### Text to read
━━━━━━━━━━━━━━━━━━━━━━━━━━━━━━
5. The method of claim 4, wherein a prediction block of at least one of the PUs of the CU is rectangular.
6. The method of claim 1, wherein determining the CU is partitioned into TUs of the CU based on the tree structure comprises determining, by the video decoder, child nodes of at least one node of the tree structure correspond to blocks of different sizes.
7. The method of claim 1, wherein the node is a first node and determining the CU is partitioned into the TUs of the CU based on the tree structure further comprises:
 determining, by the video decoder, that a boundary between blocks corresponding to the child nodes of the first node is vertical; and
 determining, by the video decoder, that a second node in the tree structure has exactly two child nodes and a boundary between blocks corresponding to the child nodes of the second node is horizontal.
8. A method of encoding video data, the method comprising:
 receiving, by a video encoder, the video data;
 partitioning a coding unit (CU) of the video data into transform units (TUs) of the CU based on a tree structure, wherein: partitioning the CU into TUs of the CU based on the tree structure comprises determining, by the video encoder, that a node in the tree structure has exactly two child nodes in the tree structure, and a root node of the tree structure corresponds to a coding block of the CU, each respective nonroot node of the tree structure corresponds to a respective block that is a partition of a block that corresponds to a parent node of the respective nonroot node, and leaf nodes of the tree structure correspond to the TUs of the CUs; and
 for at least one of the TUs of the CU: applying, by the video encoder, a transform to a residual block for the TU to generate a block of transform coefficients for the TU; and entropy encoding, by the video encoder, syntax elements indicating the transform coefficients for the TU.
━━━━━━━━━━━━━━━━━━━━━━━━━━━━━━
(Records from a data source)
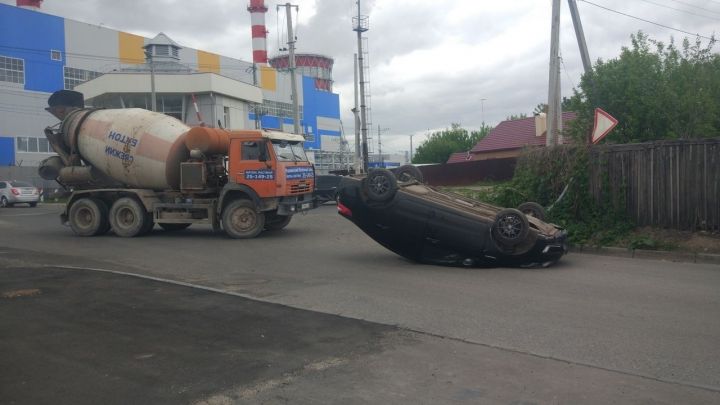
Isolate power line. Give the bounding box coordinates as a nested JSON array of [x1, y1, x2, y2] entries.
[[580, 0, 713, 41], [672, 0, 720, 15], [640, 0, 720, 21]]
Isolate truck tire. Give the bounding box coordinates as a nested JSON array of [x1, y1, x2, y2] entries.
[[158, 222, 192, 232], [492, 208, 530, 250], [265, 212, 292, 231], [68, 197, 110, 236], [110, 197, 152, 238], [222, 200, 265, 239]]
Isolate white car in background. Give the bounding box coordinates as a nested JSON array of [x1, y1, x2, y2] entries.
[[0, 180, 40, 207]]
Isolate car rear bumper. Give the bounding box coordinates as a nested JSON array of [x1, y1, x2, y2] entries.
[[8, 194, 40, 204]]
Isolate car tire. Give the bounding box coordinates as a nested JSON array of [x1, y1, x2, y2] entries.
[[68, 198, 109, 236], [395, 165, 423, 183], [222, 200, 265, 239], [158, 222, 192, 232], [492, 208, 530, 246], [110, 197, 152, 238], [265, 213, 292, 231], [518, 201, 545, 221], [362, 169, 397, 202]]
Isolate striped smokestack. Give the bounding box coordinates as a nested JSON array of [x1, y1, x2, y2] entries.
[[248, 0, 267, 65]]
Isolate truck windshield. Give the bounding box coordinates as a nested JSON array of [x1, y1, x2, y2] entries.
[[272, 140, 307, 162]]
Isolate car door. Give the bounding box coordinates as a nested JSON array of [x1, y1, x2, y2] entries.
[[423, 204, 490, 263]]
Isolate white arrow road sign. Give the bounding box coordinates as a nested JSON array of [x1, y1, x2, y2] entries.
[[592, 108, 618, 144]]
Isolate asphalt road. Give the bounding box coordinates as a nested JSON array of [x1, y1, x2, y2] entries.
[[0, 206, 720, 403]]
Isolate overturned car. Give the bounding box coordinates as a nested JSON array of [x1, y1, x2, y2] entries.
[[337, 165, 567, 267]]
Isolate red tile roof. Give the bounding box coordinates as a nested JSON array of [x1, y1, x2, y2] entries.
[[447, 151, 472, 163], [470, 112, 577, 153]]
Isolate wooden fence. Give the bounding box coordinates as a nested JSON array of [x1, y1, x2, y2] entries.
━━━━━━━━━━━━━━━━━━━━━━━━━━━━━━
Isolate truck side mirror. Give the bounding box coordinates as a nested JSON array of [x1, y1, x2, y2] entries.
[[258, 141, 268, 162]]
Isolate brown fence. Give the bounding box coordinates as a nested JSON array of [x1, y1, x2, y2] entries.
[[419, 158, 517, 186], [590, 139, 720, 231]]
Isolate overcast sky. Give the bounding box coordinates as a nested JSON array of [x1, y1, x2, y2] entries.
━━━━━━━━━━━━━━━━━━━━━━━━━━━━━━
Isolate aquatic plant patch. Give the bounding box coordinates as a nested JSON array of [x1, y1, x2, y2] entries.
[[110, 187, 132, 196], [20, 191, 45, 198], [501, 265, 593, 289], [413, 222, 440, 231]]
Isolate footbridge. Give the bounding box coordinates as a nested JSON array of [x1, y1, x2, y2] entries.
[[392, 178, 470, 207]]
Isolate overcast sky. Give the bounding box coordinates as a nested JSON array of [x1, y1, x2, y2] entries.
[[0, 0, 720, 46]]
━━━━━━━━━━━━━━━━━━━━━━━━━━━━━━
### Given request A
According to claim 5 of the patent claims, what is rectangular?
### Given request B
Among the rows, take the part that opens with the line containing "Isolate truck side" and closes with the line containing "[[419, 158, 517, 186], [590, 139, 720, 231]]", and write out only those lines again, requests included. Decrease every bounding box coordinate in the answers by 8.
The patent claims and the rows come from two unrelated sources.

### Task answer A
A prediction block of at least one of the PUs of the CU.

### Task answer B
Isolate truck side mirror. Give the bounding box coordinates as a nested JSON array of [x1, y1, x2, y2] entries.
[[250, 133, 260, 154]]
Isolate brown fence. Give the bounding box coordinates as a nested JSON array of [x1, y1, x2, y2] entries.
[[411, 150, 509, 178], [582, 131, 712, 223]]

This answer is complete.